[Records contained in a dataset]
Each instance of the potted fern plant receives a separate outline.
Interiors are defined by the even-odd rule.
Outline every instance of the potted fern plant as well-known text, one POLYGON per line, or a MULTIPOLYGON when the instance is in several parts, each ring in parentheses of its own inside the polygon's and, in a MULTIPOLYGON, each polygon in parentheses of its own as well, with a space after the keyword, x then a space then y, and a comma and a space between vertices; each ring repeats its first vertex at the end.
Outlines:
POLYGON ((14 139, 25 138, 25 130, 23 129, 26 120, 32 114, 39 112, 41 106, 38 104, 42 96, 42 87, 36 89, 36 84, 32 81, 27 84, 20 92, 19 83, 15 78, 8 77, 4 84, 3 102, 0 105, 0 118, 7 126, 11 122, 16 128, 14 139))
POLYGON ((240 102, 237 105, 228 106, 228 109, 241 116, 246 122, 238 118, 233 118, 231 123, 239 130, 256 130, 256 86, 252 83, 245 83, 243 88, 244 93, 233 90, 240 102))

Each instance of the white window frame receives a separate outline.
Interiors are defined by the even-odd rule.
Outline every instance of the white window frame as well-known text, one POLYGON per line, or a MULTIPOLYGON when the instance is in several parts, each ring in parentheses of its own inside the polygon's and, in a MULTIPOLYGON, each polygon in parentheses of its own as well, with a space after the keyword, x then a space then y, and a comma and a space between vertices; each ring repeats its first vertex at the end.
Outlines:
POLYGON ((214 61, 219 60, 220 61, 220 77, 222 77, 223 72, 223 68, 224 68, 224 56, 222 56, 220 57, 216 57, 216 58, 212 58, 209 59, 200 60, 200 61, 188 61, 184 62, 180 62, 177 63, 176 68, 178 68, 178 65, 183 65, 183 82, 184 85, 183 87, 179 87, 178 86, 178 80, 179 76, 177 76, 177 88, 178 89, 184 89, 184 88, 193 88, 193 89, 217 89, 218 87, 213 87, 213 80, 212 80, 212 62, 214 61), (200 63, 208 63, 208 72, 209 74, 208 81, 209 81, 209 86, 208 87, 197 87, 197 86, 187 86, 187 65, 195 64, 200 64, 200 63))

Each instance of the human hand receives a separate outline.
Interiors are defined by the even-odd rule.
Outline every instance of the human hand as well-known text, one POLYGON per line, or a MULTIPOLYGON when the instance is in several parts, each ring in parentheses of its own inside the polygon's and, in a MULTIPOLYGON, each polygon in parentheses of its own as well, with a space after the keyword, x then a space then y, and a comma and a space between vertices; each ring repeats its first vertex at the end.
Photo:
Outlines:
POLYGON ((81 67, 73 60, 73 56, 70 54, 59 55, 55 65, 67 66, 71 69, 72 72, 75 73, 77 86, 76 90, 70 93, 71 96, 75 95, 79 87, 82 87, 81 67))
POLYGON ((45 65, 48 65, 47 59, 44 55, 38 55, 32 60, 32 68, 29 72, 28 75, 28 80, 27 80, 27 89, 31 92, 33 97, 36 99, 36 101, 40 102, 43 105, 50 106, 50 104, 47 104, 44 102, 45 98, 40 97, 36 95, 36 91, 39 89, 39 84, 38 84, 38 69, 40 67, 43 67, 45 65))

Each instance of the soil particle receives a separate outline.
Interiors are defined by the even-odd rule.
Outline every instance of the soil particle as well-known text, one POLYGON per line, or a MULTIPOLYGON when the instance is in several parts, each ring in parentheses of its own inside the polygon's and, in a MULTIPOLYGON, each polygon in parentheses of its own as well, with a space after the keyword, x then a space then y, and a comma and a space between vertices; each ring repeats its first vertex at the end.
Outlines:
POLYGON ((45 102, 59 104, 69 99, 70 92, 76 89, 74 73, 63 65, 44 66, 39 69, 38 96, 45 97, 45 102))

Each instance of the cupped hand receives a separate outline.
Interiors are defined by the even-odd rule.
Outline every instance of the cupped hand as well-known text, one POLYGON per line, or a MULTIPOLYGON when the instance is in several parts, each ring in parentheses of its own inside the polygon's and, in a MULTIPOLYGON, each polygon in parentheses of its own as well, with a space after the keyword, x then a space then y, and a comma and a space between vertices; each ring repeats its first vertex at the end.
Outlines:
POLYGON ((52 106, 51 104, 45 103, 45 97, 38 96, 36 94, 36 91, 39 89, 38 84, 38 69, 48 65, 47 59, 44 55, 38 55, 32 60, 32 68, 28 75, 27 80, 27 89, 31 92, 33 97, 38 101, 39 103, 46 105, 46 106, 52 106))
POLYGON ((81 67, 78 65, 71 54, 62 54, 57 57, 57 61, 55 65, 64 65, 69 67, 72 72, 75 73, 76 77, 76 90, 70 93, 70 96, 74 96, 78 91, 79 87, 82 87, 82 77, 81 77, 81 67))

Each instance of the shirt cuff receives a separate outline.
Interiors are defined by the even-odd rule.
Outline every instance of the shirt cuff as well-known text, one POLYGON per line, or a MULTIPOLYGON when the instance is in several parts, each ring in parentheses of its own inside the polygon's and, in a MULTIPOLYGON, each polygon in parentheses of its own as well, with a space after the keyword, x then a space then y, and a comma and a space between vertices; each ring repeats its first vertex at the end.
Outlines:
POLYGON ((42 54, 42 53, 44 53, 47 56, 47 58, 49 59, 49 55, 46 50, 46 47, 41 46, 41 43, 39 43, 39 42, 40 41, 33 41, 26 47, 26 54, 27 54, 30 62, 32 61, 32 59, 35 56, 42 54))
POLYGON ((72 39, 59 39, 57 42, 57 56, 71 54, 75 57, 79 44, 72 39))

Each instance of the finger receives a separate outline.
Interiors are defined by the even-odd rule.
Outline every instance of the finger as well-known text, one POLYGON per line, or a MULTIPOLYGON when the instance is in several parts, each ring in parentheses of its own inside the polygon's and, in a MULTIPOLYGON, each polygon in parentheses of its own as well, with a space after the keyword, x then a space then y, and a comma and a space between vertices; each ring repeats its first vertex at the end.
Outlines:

* **CHALLENGE**: Exactly as written, give again every line from the one containing "Each instance of the shirt" through the last line of the material above, and no other lines.

* **ANSWER TO THIS PROBLEM**:
Each instance of the shirt cuff receives a separate outline.
Interiors are defined by the even-odd rule.
Outline every instance of the shirt cuff as well-known text, one POLYGON per line, or a MULTIPOLYGON when the instance is in several parts, each ring in parentheses of its own inside the polygon's and, in a MULTIPOLYGON, each polygon in parentheses of its own as well, with a space after the keyword, x then a space then y, and a comma and a space between vertices; each ring repeats its first vertex at the end.
Outlines:
POLYGON ((42 54, 42 53, 44 53, 47 56, 47 58, 49 59, 49 55, 46 50, 46 47, 41 46, 41 43, 39 43, 39 42, 40 41, 33 41, 26 47, 26 54, 27 54, 30 62, 32 61, 32 59, 35 56, 42 54))
POLYGON ((72 39, 59 39, 57 42, 57 56, 71 54, 75 57, 79 44, 72 39))

Each instance of the finger receives a separate outline.
Interiors are defined by the even-odd rule.
Outline every instance of the finger as well-known text, one POLYGON per line, or a MULTIPOLYGON when the instance is in several parts, each ring in parentheses of its own inside the polygon's and, in a MULTIPOLYGON, each polygon in parentheses of its own as well, with a space after the keyword, x then a space then y, and a comma and a space between vertices; each ring repeats its first vertex at the end.
Outlines:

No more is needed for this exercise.